Start of EXCERPTED RECORDS

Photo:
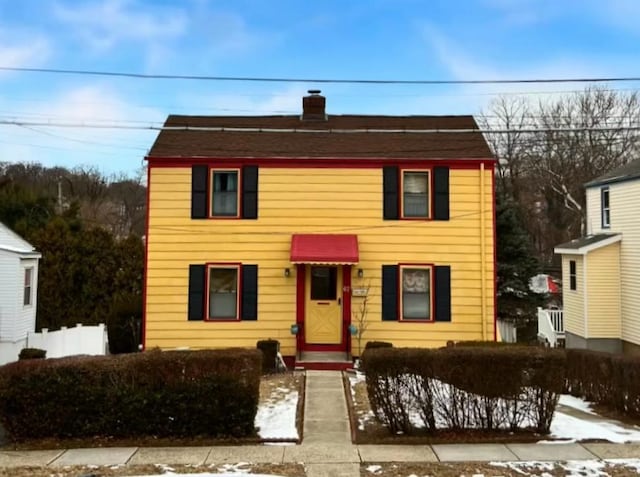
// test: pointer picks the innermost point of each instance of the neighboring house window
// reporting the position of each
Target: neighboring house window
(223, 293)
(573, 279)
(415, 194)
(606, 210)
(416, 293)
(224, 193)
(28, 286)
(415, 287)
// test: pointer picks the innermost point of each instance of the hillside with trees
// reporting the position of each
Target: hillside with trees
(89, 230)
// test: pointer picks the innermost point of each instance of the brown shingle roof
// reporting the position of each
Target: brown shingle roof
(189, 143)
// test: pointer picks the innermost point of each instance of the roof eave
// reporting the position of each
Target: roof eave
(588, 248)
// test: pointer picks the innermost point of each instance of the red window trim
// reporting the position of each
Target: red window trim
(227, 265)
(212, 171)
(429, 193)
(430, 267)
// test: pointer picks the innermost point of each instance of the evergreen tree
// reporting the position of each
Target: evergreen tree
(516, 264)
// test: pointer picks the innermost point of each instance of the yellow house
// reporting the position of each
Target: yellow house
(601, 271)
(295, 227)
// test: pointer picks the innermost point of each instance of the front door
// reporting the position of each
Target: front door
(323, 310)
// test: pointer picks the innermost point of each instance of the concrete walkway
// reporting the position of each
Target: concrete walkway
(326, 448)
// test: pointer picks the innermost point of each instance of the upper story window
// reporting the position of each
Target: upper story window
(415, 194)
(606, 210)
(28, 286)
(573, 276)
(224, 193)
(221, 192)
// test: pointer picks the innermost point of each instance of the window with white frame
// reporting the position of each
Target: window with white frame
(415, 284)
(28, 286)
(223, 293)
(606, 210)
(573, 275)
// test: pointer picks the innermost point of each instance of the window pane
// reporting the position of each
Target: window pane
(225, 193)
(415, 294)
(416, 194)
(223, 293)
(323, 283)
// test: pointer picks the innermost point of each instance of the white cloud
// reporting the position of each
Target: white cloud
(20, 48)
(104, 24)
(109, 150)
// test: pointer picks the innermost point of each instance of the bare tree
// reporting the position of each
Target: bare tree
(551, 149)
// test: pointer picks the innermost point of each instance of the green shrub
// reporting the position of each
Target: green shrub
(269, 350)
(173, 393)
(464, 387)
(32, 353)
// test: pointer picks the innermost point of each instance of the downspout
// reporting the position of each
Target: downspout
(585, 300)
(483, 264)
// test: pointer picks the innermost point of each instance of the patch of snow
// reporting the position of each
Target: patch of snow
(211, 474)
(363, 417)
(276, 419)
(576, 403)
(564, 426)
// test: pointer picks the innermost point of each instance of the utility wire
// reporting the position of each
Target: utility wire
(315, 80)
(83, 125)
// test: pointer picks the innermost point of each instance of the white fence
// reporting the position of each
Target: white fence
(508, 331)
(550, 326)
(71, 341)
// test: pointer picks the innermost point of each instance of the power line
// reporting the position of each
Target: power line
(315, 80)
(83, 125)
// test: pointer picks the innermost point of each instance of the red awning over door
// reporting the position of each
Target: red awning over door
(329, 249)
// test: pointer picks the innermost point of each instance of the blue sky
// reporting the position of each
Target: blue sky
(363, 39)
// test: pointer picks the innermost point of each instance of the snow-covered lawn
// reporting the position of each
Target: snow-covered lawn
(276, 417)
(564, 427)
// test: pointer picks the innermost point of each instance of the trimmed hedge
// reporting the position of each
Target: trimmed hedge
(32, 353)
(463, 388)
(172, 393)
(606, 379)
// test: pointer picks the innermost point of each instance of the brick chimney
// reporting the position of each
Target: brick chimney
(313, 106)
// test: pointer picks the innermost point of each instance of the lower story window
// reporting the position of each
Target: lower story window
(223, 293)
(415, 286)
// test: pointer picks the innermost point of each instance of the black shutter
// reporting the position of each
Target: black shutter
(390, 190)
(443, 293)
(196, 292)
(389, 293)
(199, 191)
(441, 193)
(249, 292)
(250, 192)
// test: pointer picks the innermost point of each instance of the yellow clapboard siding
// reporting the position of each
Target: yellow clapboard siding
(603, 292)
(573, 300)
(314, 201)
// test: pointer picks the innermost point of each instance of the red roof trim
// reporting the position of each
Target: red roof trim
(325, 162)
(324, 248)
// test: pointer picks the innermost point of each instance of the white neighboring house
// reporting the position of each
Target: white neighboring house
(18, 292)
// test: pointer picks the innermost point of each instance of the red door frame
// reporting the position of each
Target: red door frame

End of EXCERPTED RECORDS

Reproduce only the lines running from the beginning of the entries above to the line holding "the hillside with trees", inclusive. Pictures stay out of the copy.

● YOUR SOLUTION:
Photo:
// test: pointer picks the innermost point of each instance of the neighboring house window
// reporting the position of each
Target: neighboring house window
(223, 293)
(573, 279)
(415, 194)
(606, 210)
(416, 293)
(224, 193)
(28, 286)
(415, 287)
// test: pointer picks the innermost point of each instance of the hillside with trees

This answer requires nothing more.